* [QUOTED PASSAGE]
**********
Friends of The Kuotes, I am excited to say that right now I am more inspired than ever. About a month ago, I was fortunate enough to travel with my family to France. There, we toured the country’s coastline and experienced some of the most beautiful architecture, interiors, and landscapes. If you’re familiar with KKH, you know that our products are informed by my travels—whether it’s a small mountainside village in Nepal or an antique market in Paris—and we piece together our curations so you can bring these inspired pieces into your home. While in France, I took some time to write about my travels so I could share my adventures (and some tips!) with all of you. And don’t worry, there are plenty of photos of Will and Maya along the way if you just want to skim for the pictures! Enjoy!
First Stop: Trouville Sur-Mer
Day one, we flew into Paris. The “we” here comprises my husband Scott, my two lovelies, Maya and William, and our nanny. As you may well know, it isn’t a true family vacation unless something goes wrong just moments after your feet hit the red carpeting of the Charles de Gaulle. Pro tip: When traveling internationally with kids, always consider what may happen when the “Audi Q7” you requested turns out to be the size of a miniature Smart Car and you’re a party of five. Out goes the extra clothes, the stroller, and any notion you may have gathered from bloggers and instagrammers that family vacations are picture perfect.
Maya loved all the time we spent on the beach, and I can’t get over Will cruising Euro-style on his mini moped! So cute!
One question you’ll get in Trouville is: Have you tried whelks? They’re a type of sea snail, and we had them cooked au poivre. You’re supposed to eat whelks with “mayonnaise” as the French say—which was such a turn off for me as a New Yorker—but what they’re NOT telling you is that by mayonnaise they actually mean a delicious Dijonnaise. Yes, that’s a thing. And it’s delicious. I decided I wanted to eat everything with Dijonnaise. French fries, potato chips, salad, and yes—snails au povire. Even William, my 2-year-old son, ate four whelks!
“In short, Trouville looks like a charming seaside postcard, complete with French-style Swiss chalets perched next to the beach. And to top it all off, the seafood is naturally abundant and O-M-G delicious.”
Before I finish writing about Trouville, I have to mention the BEST meal I had on the trip…if not in my life! Indulge yourself in a massive plateau de fruits de mer at Cap Oceane. These guys bring the maritime goodies in early in the morning, and by midday (and by midday I mean 10 am.), you’re sipping Petit Chablis, shucking huîtres, cracking crab claws, and chopping down on gambas bigger than your face! The highlight of any European trip for me, however, is to be able to experience white asparagus—which is a must if you see it on the menu or at the morning market. We had it with a simple Dijonnaise again (DUH), but it can be done with a Hollandaise or any other simple vinaigrette. Dessert was a simple fraise à la crème fraîche (strawberries and cream), which is the most elegant dessert one can serve. Why are strawberries this amazing impossible to find in the US???
**********
* [DATA EXTRACT]
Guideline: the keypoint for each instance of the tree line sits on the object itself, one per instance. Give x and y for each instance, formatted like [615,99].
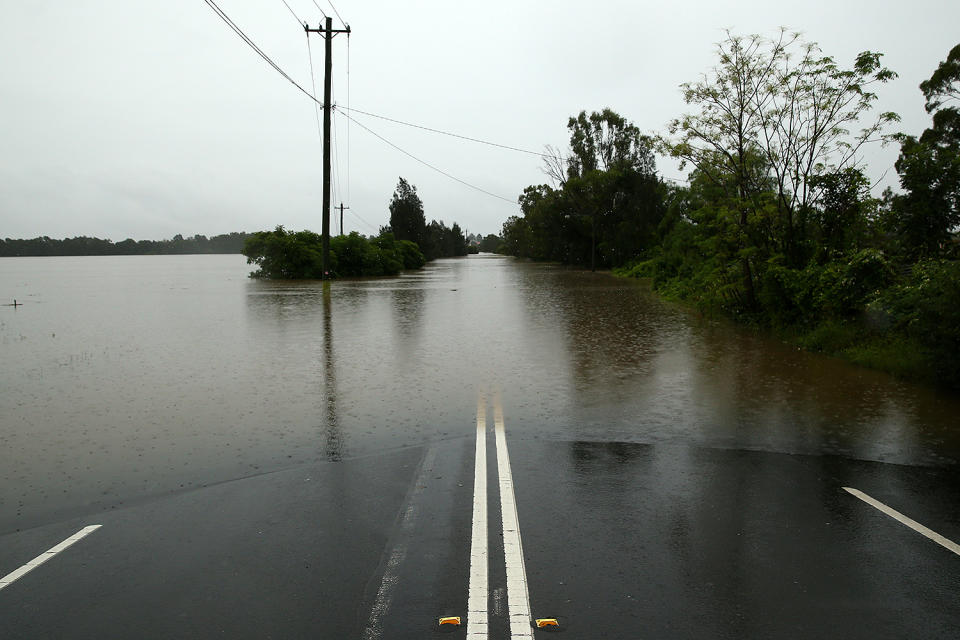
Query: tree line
**********
* [GOAL 1]
According to the travel post, where did the writer have the best meal of the trip?
* [GOAL 2]
Summarize the travel post in two sentences.
* [GOAL 3]
Extend the travel post on the family trip to France, picking up after its last sentence.
The data above is separate from the travel post.

* [EXERCISE RESULT 1]
At Cap Oceane, with a massive plateau de fruits de mer.

* [EXERCISE RESULT 2]
The writer shares a family trip along the coast of France, beginning with a rocky arrival in Paris, where the rental car was far too small for a party of five. In Trouville, the family enjoyed the beach and the seafood, including whelks with Dijonnaise and a seafood platter at Cap Oceane, followed by white asparagus and strawberries with crème fraîche.

* [EXERCISE RESULT 3]
Second Stop: Bayeux
Many bottles of rosé later, I found myself on my way to Bayeux (We got Maya to remember the name as “Bye-You”). The town is situated upon the Aure river, and it has a historic, medieval feel with its cobblestone streets, half-timbered houses, and towering cathedrals. Most notable, of course, is the famed Tapisserie de Bayeux. The incredible 68-meter, 11th-century tapestry depicts the 1066 invasion of England by William, the Duke of Normandy. The long version of the story can be found here, but in short: the family drama that led to the Hundred Year War between France and England resulted in one of the most beautiful tapestries known to man.
If you take a look above, you’ll see how the amount of detail and labor that went into its construction is unparalleled. Pro tip: Always get the audioguides for your kids as well as yourself… because if not, they’ll want to take yours and you’ll miss out! Maya’s favorite scene in the tapestry was when the men took their pants off to push their viking-esque ships into the water, and then put their pants back on after they got into the boat. Apparently even in 1066, vanity was still a thing!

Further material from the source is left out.